* begin SUPPLIED ENTRIES *

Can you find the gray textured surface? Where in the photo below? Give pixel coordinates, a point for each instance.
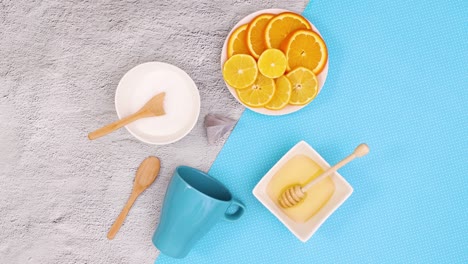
(60, 62)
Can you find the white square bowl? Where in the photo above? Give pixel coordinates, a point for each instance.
(304, 231)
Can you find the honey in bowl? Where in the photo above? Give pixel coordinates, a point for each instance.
(301, 169)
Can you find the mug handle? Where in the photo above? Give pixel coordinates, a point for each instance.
(237, 214)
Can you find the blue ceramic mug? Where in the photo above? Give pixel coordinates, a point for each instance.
(193, 204)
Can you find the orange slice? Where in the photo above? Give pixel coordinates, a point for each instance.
(282, 94)
(280, 26)
(240, 71)
(255, 34)
(237, 42)
(272, 63)
(304, 86)
(305, 48)
(259, 93)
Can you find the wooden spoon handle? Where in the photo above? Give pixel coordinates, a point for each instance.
(121, 218)
(116, 125)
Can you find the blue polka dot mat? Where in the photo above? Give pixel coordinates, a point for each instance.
(398, 81)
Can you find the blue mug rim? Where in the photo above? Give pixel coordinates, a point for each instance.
(207, 176)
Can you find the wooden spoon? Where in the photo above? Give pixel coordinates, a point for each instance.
(294, 194)
(154, 107)
(145, 176)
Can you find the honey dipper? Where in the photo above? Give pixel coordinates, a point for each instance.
(296, 193)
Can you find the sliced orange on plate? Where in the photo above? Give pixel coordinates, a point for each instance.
(282, 94)
(255, 34)
(304, 86)
(240, 71)
(259, 93)
(237, 43)
(272, 63)
(305, 48)
(280, 26)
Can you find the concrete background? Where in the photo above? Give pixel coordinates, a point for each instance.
(60, 62)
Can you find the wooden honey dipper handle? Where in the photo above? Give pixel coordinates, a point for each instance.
(360, 151)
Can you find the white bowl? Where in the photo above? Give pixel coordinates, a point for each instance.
(303, 231)
(181, 103)
(261, 110)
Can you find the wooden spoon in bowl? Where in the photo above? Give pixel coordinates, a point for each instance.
(145, 176)
(296, 193)
(154, 107)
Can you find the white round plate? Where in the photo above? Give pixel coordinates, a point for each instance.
(181, 103)
(289, 108)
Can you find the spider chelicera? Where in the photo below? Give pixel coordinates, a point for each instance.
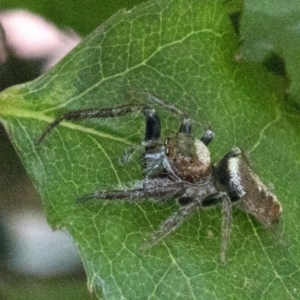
(180, 167)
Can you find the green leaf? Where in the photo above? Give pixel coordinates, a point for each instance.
(269, 27)
(182, 52)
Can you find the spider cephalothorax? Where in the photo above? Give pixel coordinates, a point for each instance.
(180, 167)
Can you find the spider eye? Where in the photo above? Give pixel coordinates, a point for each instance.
(168, 151)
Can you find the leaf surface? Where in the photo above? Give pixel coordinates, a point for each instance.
(269, 28)
(182, 52)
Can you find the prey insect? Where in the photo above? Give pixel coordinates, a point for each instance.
(180, 167)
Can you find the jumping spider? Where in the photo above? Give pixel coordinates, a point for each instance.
(180, 167)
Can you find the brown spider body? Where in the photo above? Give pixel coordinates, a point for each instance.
(180, 167)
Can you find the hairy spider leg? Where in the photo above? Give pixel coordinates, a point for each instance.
(214, 199)
(167, 191)
(207, 137)
(152, 131)
(172, 223)
(186, 126)
(90, 114)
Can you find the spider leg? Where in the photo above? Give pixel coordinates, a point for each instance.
(172, 223)
(152, 131)
(167, 191)
(186, 126)
(207, 137)
(89, 114)
(224, 198)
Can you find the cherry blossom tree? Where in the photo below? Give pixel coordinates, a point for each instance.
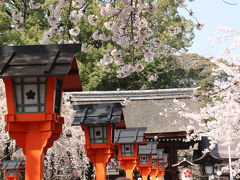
(220, 118)
(66, 157)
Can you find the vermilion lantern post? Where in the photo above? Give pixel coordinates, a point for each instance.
(35, 77)
(12, 169)
(163, 163)
(98, 122)
(145, 163)
(127, 141)
(155, 163)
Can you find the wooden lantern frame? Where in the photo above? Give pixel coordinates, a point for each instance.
(36, 131)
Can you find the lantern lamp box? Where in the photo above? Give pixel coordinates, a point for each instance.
(128, 140)
(35, 77)
(11, 167)
(145, 151)
(95, 118)
(26, 70)
(98, 122)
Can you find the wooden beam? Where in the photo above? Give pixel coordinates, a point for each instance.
(6, 61)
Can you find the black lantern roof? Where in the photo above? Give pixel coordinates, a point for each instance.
(150, 148)
(41, 61)
(184, 163)
(129, 135)
(13, 164)
(97, 114)
(159, 154)
(217, 155)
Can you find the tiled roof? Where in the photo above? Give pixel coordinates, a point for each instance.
(97, 114)
(129, 135)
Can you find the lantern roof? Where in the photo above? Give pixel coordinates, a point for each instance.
(217, 155)
(12, 164)
(41, 61)
(150, 148)
(159, 154)
(97, 114)
(185, 163)
(129, 135)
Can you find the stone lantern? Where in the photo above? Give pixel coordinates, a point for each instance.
(145, 153)
(35, 77)
(127, 141)
(98, 123)
(155, 163)
(12, 168)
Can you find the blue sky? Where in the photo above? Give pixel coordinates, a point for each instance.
(212, 13)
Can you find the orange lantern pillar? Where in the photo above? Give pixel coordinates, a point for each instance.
(155, 163)
(12, 168)
(145, 164)
(127, 141)
(161, 171)
(163, 163)
(35, 77)
(98, 121)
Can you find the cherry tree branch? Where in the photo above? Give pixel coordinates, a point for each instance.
(233, 4)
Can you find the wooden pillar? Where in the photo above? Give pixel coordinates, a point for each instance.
(173, 160)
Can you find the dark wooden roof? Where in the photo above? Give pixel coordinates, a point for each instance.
(153, 109)
(129, 135)
(150, 148)
(97, 114)
(159, 154)
(41, 60)
(13, 164)
(218, 154)
(184, 163)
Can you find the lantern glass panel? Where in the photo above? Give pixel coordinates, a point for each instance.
(160, 164)
(208, 169)
(11, 172)
(144, 159)
(29, 95)
(127, 150)
(154, 163)
(58, 96)
(98, 134)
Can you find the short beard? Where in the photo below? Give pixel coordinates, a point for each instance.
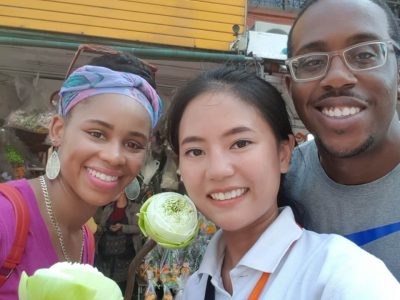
(346, 154)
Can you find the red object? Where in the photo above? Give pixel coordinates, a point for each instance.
(21, 231)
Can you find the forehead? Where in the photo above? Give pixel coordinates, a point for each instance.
(334, 24)
(217, 110)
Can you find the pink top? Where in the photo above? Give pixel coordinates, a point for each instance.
(39, 252)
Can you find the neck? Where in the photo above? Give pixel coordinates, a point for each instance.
(70, 210)
(365, 167)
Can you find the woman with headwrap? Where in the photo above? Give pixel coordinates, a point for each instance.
(100, 136)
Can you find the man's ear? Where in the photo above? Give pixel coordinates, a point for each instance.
(56, 130)
(285, 152)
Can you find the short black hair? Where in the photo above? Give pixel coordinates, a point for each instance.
(125, 62)
(392, 22)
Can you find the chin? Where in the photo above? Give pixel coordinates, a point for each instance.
(348, 152)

* end SUPPLIED ENTRIES *

* GOAL
Return the entries above word for word, covering every one of them, but leave out the pictures.

* REPLY TO THE TASK
Can you find the gray textured surface? Where in the photo below? Give pixel coordinates, a point for each instance.
(60, 62)
Can you find the white square bowl? Where in the photo above? Give pixel coordinates, a point for each instance.
(304, 231)
Can you find the honey in bowl? Where in the photo above? Give pixel coordinates, a point for each instance.
(301, 169)
Can you find the mug handle? Where in the photo above? Give pixel coordinates, a point for each instance.
(237, 214)
Can you find the blue ceramic mug? Where in the photo above? Give pixel coordinates, a point for each instance.
(193, 204)
Can you find the orange slice? Where in the photo above? Give pixel coordinates, a point for each instance.
(282, 94)
(280, 26)
(240, 71)
(255, 34)
(237, 42)
(272, 63)
(304, 86)
(305, 48)
(259, 93)
Can you find the wooden spoon handle? Where in the photo above? Give pixel coordinates, a point for each instance.
(121, 218)
(116, 125)
Can you find the blue polka dot mat? Where in the photo above? Give pixel coordinates, a point for each instance.
(398, 81)
Can you find the blue mug rim? Where in the photo above? Give pixel coordinates, a point for each instance.
(207, 176)
Can you find the wooden spoon? Where in the photo above? Give pixel coordinates, a point for each instance.
(294, 194)
(154, 107)
(145, 176)
Can you find the honey dipper? Where in the photo above? Give pixel coordinates, a point for each instance.
(296, 193)
Can you find the sliced orange on plate? Where in the photo above? Give pixel coordinates, a point for each instance.
(282, 94)
(255, 34)
(304, 86)
(240, 71)
(259, 93)
(237, 43)
(272, 63)
(305, 48)
(280, 26)
Can you find the concrete background? Where in the photo above? Give pixel coordinates, a point for each instance.
(60, 62)
Can you find the wooden honey dipper handle? Where in the photo above? Give pixel coordinates, a point for each instance.
(360, 151)
Can you find the white bowl? Where in the photo above? Give pixel coordinates, a point for each instance.
(303, 231)
(181, 103)
(261, 110)
Can you find the wooden spoon in bowl? Where in the photo above? Give pixel coordinates, a point for each instance.
(145, 176)
(296, 193)
(154, 107)
Can you find the white round plate? Where in the photo above? Give pixel coordinates, a point for each instance.
(181, 103)
(289, 108)
Can you find the spider chelicera? Where in the photo below? Give pixel coordinates, a point for each instance.
(180, 167)
Can you find the green leaf? Where in the photo above? Give pixel coordinates, a point for each instance.
(269, 27)
(182, 52)
Can you find the spider cephalothorax? Where in the photo above? Give pixel coordinates, a point for each instance.
(180, 167)
Can you find the spider eye? Where in the photo above? Give pixel coordinates, a point for each instance.
(168, 151)
Can you find the leaf surface? Where in the photo above? Give pixel coordinates, a point for each instance.
(269, 28)
(182, 52)
Can you find the prey insect? Where in the photo above? Give pixel coordinates, a point for each instance.
(180, 167)
Can you find the jumping spider? Where in the photo above? Give pixel coordinates, a point for each instance.
(180, 167)
Can you find the brown spider body? Where in the photo above? Give pixel coordinates, a point for each instance.
(180, 167)
Can you find the hairy spider leg? Where in the photo above? Give pixel coordinates, a point for each instance.
(214, 199)
(167, 191)
(207, 137)
(152, 131)
(172, 223)
(186, 126)
(90, 114)
Can you find the spider leg? Where in the photo above? Give pixel coordinates, a point for each instance.
(172, 223)
(152, 131)
(167, 191)
(186, 126)
(207, 137)
(89, 114)
(224, 198)
Can you find the cherry blossom tree? Where in the photo below? Give pixel coordinates, a point for each instance.
(220, 118)
(66, 157)
Can you find the vermilion lantern post? Where in the photo above? Give pixel coordinates, a point for each instance.
(35, 77)
(12, 169)
(163, 163)
(98, 122)
(145, 163)
(127, 141)
(155, 163)
Can you find the wooden lantern frame? Where in the photo above? Give pixel coordinates, a point for each instance.
(36, 131)
Can you find the lantern lamp box? Where in the photo above? Give pixel coordinates, a point for each instance.
(128, 140)
(35, 77)
(11, 167)
(145, 151)
(95, 118)
(26, 70)
(98, 122)
Can you find the wooden beam? Where in the photo above? Give pixel coordinates, a point for each instance.
(6, 61)
Can you find the black lantern roof? Where in the photo above? Give pixel coordinates, a point for each instance.
(150, 148)
(41, 61)
(184, 163)
(129, 135)
(13, 164)
(97, 114)
(159, 154)
(217, 155)
Can you find the tiled roof? Where in the photo above? Give pixel coordinates, a point for each instance.
(97, 114)
(129, 135)
Can you find the lantern roof? Where in the photo above? Give pixel coordinates, a point for each instance.
(217, 155)
(12, 164)
(41, 61)
(150, 148)
(159, 154)
(97, 114)
(185, 163)
(129, 135)
Can you find the stone lantern? Where in the photo above? Give pixel coordinates, a point for each instance.
(145, 153)
(35, 77)
(127, 141)
(98, 123)
(155, 163)
(12, 168)
Can you find the blue sky? Where in the photo above? Give pixel coordinates, a point for each instance.
(212, 13)
Can you find the orange lantern pillar? Where in the photo above? Give pixel coordinates, a point for each instance.
(155, 163)
(12, 168)
(145, 164)
(127, 141)
(161, 171)
(163, 163)
(35, 77)
(98, 121)
Can you find the cherry tree branch? Where in the photo above? Give pixel coordinates, a point for each instance.
(233, 4)
Can you find the wooden pillar? Where in the photo above? Give pixel coordinates, a point for each instance.
(173, 160)
Can you find the dark wooden roof? Where in the photo above? Give pixel coordinates, a point for each instance.
(153, 109)
(129, 135)
(150, 148)
(97, 114)
(159, 154)
(41, 60)
(13, 164)
(218, 154)
(184, 163)
Can you find the lantern glass panel? Where in the photo above? Give pixel coordinates, a point for each instance.
(160, 164)
(208, 169)
(11, 172)
(144, 159)
(29, 95)
(127, 150)
(154, 163)
(58, 96)
(98, 134)
Can you find the short beard? Where in the photo below? Give pixel coordinates, a point for each instance.
(346, 154)
Can you find the red object? Where in the photo above? Give pixel coordinates, a point for each instance.
(21, 231)
Can you find the forehead? Where in the photo above? Give pixel coordinates, a point for each instance.
(334, 24)
(217, 110)
Can you find the pink top? Where in the photo above? Give pixel coordinates, a point for each instance.
(39, 252)
Can you find the neck? Where in the photo above? Give pixel coordinates, a point for each instance.
(70, 210)
(365, 167)
Can you find the woman with headwrap? Where in the photo above? Give pixel coordinates, a point for each instance.
(100, 136)
Can you find the man's ear? Where in the photo above? Give pixel coordinates, a point for each instance.
(56, 130)
(285, 152)
Can you find the short black hair? Where in the photo above? Give pixel coordinates, a point for each instance.
(125, 62)
(392, 22)
Can you find the chin? Where in the photo above? Give pixel coordinates, a point for each instance.
(348, 152)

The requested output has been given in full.